___ Fragment dokumentu

Starty szosowe budzą zawsze u mnie pewne obawy. Nie chodzi tutaj o formę, która ostatnimi czasy jest optymalna, ale o samo ściganie na dużych prędkościach. Jazda w grupie amatorów po polskich dziurawych drogach wymaga zachowania sporej czujności, ostrożności i ciągłej kontroli sytuacji. Podobnie było podczas tegorocznego Pucharu Równicy, na której szczycie udało mi się zameldować na trzeciej pozycji.
Wyścigi szosowe od zawsze stanowiły dla mnie egzotykę. Wprawdzie, jako zawodnik MTB często wsiadam na rower o 28calowych kołach, to jednak jest to głównie podyktowane budowaniem bazy i siły, pod kątem startów w XC i maratonach. Z drugiej jednak strony, jazda na rowerze szosowym od zawsze sprawiała mi dużo radości, a oglądanie kolarzy podczas wielkich wyścigów, skłania mnie do wplatania startów na szosie do moich sezonowych przygotowań.

______
___ Pokazane wiersze

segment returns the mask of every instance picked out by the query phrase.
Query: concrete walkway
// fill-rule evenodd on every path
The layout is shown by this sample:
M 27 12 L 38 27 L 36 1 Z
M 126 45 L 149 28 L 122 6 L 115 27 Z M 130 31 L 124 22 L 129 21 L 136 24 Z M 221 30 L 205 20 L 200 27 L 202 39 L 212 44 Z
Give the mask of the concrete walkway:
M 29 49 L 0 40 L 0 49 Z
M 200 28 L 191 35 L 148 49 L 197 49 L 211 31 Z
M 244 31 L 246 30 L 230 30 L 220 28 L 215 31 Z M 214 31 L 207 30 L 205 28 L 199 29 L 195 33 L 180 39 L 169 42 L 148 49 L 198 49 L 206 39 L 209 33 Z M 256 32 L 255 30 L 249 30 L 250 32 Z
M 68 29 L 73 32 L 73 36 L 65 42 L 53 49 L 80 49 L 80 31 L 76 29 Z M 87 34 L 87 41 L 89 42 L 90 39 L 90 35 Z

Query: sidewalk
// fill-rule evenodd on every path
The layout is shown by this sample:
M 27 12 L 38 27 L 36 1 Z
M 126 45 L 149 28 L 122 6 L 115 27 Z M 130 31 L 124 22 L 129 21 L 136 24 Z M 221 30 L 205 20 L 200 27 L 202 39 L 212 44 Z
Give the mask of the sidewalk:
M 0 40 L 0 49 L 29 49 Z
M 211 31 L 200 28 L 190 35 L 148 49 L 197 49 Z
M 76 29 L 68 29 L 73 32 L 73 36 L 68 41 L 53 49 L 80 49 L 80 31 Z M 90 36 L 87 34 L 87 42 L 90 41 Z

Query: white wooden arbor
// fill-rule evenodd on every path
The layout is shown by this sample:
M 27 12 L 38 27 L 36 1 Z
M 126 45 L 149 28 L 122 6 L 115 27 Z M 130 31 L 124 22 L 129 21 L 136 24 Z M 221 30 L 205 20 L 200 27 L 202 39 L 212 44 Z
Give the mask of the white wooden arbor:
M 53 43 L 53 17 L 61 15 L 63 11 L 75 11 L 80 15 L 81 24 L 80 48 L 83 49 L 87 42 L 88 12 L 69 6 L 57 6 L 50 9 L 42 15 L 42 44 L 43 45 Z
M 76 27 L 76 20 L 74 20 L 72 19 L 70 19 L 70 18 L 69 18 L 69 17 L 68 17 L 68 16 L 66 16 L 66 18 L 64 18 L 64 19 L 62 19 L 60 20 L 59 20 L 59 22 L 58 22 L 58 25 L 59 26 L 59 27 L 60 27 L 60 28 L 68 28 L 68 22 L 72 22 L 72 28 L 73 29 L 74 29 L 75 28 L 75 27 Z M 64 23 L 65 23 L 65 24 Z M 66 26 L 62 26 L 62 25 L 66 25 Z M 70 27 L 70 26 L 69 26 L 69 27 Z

______

> _Twoje zadania_
1: Wypisz wszystkie rzeczy, których według tekstu o startach szosowych wymaga jazda w grupie amatorów po polskich dziurawych drogach.
2: Na której pozycji, według tekstu o startach szosowych, udało się zameldować na szczycie Równicy podczas tegorocznego Pucharu Równicy?
3: Dopisz dalszy ciąg tekstu o startach szosowych, zaczynając od miejsca, w którym się kończy.
Wiersze nie są tu do niczego potrzebne.

> _Oczekiwane wyniki_
1: Spora czujność, ostrożność, ciągła kontrola sytuacji.

2: Na trzeciej pozycji.

3:
O Pucharze Równicy słyszałem już w zeszłym roku, kiedy z braku czasu nie dane było mi w nim wystartować. Stosunkowo płaska trasa z finałową wspinaczką na najbardziej znaną kolarską górę Ustronia – Równicę wyglądała naprawdę zachęcająco . W tym roku zasady startu uległy jednak małej zmianie. Wyruszyć miała jedna duża grupa, którą najeżona małymi podjazdami trasa miała skuteczne rozbić. Taki był plan organizatorów, a jak wyszło w praktyce?
W Ustroniu pojawiłem się o 9.00. Schemat jak zawsze ten sam: odbiór numeru, przygotowanie roweru i zabiegi przedstartowe. Przed samym startem, krótka odprawa techniczna, którą warto było uważnie wysłuchać, gdyż niebezpiecznych miejsc na trasie miało być kilka. Punktualnie o 10.00 nastąpił start honorowy, który nie tylko miał rozciągnąć stawkę, ale także przetasować optymalnie peleton. Nie każdy chciał się ścigać, więc należało to uszanować.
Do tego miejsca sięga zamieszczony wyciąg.